:: GIVEN EXERCISE ::
Which lines in the listing below contain the word "light", with case counting? Select and copy every one of them.

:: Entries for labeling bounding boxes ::
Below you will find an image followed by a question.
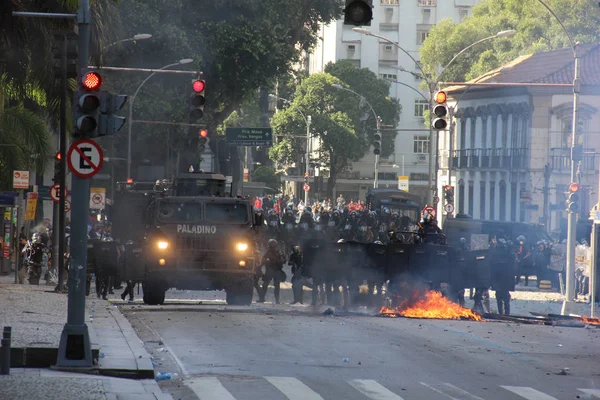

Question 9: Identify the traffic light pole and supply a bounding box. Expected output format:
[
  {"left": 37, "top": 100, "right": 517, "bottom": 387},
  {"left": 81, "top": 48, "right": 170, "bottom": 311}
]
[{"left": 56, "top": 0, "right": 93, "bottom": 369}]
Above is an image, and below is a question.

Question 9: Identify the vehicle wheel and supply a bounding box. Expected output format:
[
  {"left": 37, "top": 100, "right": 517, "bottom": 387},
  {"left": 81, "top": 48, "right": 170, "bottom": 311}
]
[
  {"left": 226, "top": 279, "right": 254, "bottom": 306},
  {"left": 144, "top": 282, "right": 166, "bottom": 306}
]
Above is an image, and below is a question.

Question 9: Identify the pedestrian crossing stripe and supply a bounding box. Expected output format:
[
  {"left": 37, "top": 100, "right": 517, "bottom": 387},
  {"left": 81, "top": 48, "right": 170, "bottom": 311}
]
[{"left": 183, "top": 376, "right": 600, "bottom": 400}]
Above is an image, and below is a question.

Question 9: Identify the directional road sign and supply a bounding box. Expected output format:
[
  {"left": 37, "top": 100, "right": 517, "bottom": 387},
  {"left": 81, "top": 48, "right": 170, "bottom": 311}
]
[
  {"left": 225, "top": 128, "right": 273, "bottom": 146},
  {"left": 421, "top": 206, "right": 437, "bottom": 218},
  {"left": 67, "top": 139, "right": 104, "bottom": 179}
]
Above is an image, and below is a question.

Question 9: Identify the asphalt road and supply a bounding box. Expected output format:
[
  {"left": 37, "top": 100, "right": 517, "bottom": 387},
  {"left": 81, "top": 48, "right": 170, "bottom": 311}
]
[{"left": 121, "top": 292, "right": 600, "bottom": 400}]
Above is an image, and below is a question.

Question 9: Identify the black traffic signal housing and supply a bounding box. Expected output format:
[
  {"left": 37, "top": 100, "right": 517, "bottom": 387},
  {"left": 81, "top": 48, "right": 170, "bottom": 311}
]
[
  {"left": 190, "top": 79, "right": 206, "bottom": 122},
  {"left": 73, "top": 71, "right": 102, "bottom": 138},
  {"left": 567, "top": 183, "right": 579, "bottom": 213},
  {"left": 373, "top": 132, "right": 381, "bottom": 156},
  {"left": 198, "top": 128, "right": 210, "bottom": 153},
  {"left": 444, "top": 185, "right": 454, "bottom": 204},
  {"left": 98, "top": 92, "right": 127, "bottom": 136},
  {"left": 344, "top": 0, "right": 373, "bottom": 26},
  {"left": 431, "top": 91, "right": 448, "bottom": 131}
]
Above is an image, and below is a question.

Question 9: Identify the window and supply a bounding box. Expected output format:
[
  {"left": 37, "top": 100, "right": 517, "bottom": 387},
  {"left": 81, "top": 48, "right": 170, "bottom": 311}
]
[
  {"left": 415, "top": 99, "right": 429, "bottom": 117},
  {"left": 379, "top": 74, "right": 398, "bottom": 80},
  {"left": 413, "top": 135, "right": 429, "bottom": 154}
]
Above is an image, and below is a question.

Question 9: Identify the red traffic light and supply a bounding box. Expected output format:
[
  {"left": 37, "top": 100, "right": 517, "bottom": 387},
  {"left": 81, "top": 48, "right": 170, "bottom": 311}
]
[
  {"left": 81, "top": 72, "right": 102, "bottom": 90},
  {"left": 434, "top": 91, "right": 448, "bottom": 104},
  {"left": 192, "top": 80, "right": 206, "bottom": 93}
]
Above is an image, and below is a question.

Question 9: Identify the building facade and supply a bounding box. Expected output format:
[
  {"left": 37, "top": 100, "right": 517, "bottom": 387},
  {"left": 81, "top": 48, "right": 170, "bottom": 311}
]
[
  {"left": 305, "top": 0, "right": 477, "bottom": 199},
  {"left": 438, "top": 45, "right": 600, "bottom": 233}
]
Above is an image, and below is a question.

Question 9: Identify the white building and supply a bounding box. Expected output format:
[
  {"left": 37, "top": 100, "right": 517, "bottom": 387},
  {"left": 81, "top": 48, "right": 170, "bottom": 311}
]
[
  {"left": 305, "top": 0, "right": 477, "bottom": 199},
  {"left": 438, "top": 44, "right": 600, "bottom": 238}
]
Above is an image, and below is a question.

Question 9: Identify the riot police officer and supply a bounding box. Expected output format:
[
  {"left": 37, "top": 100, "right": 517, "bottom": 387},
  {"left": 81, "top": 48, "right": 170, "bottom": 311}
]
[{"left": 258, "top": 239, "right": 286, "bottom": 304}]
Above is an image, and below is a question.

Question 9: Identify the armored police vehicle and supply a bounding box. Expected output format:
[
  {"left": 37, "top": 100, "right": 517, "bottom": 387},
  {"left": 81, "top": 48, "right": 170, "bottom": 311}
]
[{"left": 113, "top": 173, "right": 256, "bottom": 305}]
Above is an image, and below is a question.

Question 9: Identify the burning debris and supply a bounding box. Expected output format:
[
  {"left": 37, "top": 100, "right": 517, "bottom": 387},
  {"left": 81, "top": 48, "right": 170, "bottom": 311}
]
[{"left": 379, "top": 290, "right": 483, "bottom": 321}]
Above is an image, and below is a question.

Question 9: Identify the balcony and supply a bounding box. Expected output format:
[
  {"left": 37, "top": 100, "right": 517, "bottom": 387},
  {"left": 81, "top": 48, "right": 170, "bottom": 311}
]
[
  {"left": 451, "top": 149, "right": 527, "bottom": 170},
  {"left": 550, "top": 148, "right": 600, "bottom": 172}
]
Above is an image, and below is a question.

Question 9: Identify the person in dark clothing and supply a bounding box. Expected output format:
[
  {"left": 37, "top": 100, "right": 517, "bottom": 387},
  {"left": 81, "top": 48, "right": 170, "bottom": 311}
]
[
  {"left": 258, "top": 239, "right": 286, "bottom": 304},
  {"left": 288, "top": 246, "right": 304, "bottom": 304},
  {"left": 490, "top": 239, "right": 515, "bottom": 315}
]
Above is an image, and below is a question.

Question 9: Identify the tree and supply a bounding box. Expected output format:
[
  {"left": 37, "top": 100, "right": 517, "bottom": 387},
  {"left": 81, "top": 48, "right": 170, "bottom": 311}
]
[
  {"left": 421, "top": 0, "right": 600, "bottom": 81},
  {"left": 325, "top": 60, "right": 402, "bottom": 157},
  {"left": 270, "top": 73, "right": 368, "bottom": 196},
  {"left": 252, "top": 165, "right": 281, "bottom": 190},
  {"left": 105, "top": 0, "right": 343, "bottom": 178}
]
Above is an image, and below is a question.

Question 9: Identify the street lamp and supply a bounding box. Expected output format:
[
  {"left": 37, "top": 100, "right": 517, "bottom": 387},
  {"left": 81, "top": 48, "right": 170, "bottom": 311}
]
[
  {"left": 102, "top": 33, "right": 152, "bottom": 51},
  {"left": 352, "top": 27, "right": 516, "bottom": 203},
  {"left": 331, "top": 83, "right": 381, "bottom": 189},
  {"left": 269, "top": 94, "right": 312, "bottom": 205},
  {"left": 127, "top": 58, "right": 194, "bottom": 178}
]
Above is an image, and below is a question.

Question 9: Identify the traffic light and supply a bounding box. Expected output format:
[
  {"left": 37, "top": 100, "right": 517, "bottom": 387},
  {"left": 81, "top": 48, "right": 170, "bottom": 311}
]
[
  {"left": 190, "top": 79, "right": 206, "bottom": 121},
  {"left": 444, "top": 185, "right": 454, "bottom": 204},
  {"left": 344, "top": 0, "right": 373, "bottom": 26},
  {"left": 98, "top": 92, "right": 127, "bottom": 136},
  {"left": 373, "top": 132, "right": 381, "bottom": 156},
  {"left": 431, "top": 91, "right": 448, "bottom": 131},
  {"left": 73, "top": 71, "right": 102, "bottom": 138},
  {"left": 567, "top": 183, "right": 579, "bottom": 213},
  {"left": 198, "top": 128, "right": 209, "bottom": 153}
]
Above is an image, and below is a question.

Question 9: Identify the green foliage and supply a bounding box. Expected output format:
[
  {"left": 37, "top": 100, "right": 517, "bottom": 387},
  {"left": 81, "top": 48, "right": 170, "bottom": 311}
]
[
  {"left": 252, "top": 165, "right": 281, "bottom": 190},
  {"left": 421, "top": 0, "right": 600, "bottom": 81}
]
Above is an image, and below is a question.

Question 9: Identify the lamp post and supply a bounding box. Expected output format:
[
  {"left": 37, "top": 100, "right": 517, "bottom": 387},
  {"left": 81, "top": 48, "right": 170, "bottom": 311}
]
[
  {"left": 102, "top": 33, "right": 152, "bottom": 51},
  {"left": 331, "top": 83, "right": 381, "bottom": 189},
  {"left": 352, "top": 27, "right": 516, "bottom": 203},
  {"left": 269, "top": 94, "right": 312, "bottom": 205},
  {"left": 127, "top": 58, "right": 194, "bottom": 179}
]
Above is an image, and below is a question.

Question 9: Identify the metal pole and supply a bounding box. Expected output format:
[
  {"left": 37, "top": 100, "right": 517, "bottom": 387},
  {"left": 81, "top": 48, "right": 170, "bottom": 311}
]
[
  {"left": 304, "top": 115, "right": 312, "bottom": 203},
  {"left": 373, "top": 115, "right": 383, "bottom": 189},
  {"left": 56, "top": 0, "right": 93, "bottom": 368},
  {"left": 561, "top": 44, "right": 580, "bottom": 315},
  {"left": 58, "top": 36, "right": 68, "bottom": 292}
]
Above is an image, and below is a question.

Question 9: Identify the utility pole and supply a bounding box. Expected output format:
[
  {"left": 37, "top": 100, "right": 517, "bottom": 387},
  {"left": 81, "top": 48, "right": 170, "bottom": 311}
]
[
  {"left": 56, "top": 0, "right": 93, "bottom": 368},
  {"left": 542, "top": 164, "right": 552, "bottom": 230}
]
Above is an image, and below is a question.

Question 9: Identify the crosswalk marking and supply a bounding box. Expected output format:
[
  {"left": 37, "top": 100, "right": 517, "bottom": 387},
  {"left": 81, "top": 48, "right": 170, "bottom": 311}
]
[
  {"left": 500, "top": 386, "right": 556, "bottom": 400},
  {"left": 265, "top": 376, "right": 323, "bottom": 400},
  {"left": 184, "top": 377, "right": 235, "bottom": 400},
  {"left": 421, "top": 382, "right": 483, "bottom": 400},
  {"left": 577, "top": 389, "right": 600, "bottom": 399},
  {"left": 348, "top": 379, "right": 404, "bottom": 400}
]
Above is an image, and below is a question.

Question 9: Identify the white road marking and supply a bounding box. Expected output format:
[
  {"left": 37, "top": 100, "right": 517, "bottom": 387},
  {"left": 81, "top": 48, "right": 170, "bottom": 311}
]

:: RESULT BELOW ::
Question 9: Identify the traffic light pole and supply a bounding box. Expected output format:
Question 9: Identify the red traffic light and supply a bounding box. Expected output format:
Question 9: Identify the traffic light and supply a bounding box. Expected output format:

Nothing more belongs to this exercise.